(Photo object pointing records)

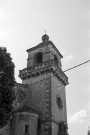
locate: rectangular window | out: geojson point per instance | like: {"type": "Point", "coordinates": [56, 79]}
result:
{"type": "Point", "coordinates": [26, 128]}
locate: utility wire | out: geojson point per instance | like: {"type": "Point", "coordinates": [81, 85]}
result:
{"type": "Point", "coordinates": [77, 66]}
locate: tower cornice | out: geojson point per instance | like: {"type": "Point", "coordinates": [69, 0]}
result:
{"type": "Point", "coordinates": [44, 68]}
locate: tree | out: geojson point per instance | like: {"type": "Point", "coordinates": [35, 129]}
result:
{"type": "Point", "coordinates": [7, 82]}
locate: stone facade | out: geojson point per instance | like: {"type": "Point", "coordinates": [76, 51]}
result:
{"type": "Point", "coordinates": [40, 105]}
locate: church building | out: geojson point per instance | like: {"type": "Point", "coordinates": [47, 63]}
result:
{"type": "Point", "coordinates": [40, 105]}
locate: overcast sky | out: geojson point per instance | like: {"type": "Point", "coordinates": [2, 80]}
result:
{"type": "Point", "coordinates": [67, 22]}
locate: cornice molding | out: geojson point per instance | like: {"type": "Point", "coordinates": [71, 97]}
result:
{"type": "Point", "coordinates": [51, 68]}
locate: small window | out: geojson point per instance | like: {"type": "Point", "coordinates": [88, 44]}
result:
{"type": "Point", "coordinates": [26, 128]}
{"type": "Point", "coordinates": [55, 59]}
{"type": "Point", "coordinates": [39, 58]}
{"type": "Point", "coordinates": [59, 102]}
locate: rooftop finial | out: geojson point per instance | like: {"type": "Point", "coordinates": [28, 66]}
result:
{"type": "Point", "coordinates": [45, 31]}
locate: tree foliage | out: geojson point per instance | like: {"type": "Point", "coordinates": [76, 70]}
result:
{"type": "Point", "coordinates": [7, 82]}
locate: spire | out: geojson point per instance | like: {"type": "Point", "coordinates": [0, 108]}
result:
{"type": "Point", "coordinates": [45, 38]}
{"type": "Point", "coordinates": [88, 131]}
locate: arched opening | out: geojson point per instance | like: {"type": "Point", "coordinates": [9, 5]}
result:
{"type": "Point", "coordinates": [39, 58]}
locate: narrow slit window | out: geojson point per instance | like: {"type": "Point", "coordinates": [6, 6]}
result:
{"type": "Point", "coordinates": [39, 58]}
{"type": "Point", "coordinates": [26, 128]}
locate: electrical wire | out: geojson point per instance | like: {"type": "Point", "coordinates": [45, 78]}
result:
{"type": "Point", "coordinates": [77, 66]}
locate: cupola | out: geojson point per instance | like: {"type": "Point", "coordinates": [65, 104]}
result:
{"type": "Point", "coordinates": [45, 38]}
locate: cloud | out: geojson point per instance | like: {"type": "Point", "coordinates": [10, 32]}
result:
{"type": "Point", "coordinates": [78, 117]}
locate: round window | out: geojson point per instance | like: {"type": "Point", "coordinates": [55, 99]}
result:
{"type": "Point", "coordinates": [59, 102]}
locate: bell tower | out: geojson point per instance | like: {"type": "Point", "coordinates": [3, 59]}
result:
{"type": "Point", "coordinates": [47, 84]}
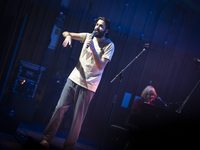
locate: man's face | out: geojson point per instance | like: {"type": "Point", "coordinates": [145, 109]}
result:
{"type": "Point", "coordinates": [100, 27]}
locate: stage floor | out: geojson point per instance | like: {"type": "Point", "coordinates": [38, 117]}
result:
{"type": "Point", "coordinates": [33, 130]}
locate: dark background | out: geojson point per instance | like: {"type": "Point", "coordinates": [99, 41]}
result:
{"type": "Point", "coordinates": [171, 27]}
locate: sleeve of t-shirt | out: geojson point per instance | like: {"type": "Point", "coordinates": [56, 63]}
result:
{"type": "Point", "coordinates": [109, 51]}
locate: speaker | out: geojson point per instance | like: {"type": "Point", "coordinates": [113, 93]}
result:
{"type": "Point", "coordinates": [31, 144]}
{"type": "Point", "coordinates": [8, 124]}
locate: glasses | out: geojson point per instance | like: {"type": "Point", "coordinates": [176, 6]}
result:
{"type": "Point", "coordinates": [151, 94]}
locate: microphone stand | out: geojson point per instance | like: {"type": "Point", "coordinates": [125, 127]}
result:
{"type": "Point", "coordinates": [120, 74]}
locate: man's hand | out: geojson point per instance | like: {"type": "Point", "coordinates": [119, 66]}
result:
{"type": "Point", "coordinates": [91, 44]}
{"type": "Point", "coordinates": [68, 40]}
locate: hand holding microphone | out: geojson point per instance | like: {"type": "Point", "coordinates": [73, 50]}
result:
{"type": "Point", "coordinates": [92, 36]}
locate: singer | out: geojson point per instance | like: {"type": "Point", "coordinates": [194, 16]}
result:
{"type": "Point", "coordinates": [83, 81]}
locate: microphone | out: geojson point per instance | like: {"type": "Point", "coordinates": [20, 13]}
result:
{"type": "Point", "coordinates": [162, 101]}
{"type": "Point", "coordinates": [93, 34]}
{"type": "Point", "coordinates": [146, 45]}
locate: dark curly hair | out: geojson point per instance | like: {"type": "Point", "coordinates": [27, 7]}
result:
{"type": "Point", "coordinates": [107, 22]}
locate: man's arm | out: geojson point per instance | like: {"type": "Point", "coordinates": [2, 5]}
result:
{"type": "Point", "coordinates": [100, 62]}
{"type": "Point", "coordinates": [68, 38]}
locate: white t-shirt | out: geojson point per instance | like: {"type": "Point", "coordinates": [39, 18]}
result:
{"type": "Point", "coordinates": [86, 73]}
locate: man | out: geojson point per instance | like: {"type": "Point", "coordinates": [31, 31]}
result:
{"type": "Point", "coordinates": [82, 82]}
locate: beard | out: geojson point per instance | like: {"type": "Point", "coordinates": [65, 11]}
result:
{"type": "Point", "coordinates": [100, 34]}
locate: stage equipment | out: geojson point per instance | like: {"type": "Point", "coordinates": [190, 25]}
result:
{"type": "Point", "coordinates": [120, 74]}
{"type": "Point", "coordinates": [28, 78]}
{"type": "Point", "coordinates": [25, 87]}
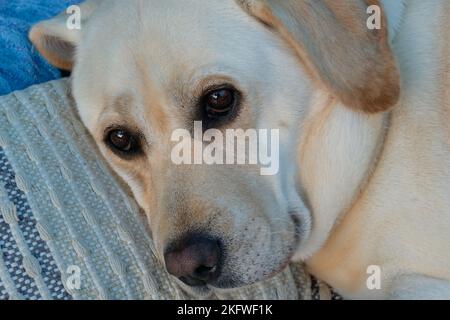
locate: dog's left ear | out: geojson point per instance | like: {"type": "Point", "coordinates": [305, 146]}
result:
{"type": "Point", "coordinates": [336, 47]}
{"type": "Point", "coordinates": [56, 41]}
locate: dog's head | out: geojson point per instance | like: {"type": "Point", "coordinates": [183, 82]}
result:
{"type": "Point", "coordinates": [143, 69]}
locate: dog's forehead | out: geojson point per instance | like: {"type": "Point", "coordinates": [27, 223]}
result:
{"type": "Point", "coordinates": [159, 43]}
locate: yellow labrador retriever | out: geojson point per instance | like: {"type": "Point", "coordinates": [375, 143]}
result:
{"type": "Point", "coordinates": [363, 114]}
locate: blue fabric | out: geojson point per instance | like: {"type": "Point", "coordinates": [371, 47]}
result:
{"type": "Point", "coordinates": [20, 64]}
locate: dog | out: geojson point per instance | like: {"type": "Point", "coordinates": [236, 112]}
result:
{"type": "Point", "coordinates": [363, 113]}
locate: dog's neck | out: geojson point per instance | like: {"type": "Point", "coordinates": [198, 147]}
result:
{"type": "Point", "coordinates": [394, 10]}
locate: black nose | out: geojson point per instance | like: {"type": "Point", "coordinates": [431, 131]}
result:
{"type": "Point", "coordinates": [195, 260]}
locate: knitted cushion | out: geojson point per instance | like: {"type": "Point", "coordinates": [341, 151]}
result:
{"type": "Point", "coordinates": [63, 211]}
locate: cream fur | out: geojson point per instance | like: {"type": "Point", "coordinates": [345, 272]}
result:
{"type": "Point", "coordinates": [369, 188]}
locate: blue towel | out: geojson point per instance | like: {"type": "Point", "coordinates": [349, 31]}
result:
{"type": "Point", "coordinates": [20, 64]}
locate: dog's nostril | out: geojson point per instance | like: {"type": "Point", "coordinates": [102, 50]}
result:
{"type": "Point", "coordinates": [204, 272]}
{"type": "Point", "coordinates": [195, 260]}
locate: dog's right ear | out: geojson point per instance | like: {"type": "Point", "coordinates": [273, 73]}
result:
{"type": "Point", "coordinates": [56, 41]}
{"type": "Point", "coordinates": [333, 42]}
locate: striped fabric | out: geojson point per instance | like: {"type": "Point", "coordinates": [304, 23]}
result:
{"type": "Point", "coordinates": [63, 211]}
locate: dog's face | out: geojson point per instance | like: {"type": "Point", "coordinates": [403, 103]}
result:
{"type": "Point", "coordinates": [144, 69]}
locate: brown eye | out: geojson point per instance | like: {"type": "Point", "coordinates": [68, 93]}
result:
{"type": "Point", "coordinates": [123, 141]}
{"type": "Point", "coordinates": [220, 103]}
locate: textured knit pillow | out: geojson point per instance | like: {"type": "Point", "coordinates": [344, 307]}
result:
{"type": "Point", "coordinates": [20, 63]}
{"type": "Point", "coordinates": [64, 214]}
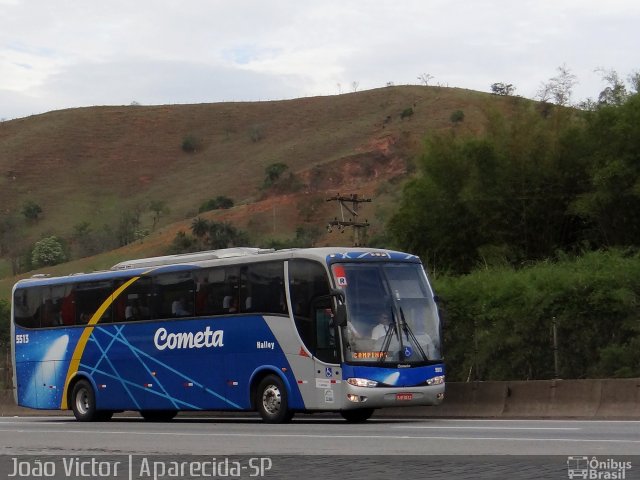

--- STATED EXERCISE ---
Pick out every line of the records that holds the string "window", matching case exactly.

--- THE SOLUTION ---
locate: rectangular window | out: geojson point per instance | like: {"type": "Point", "coordinates": [56, 79]}
locate: small window | out: geojson point per instance | like: {"type": "Point", "coordinates": [88, 44]}
locate: narrow slit window | out: geojson point per instance | like: {"type": "Point", "coordinates": [6, 6]}
locate: round window | out: geojson point per instance | like: {"type": "Point", "coordinates": [55, 99]}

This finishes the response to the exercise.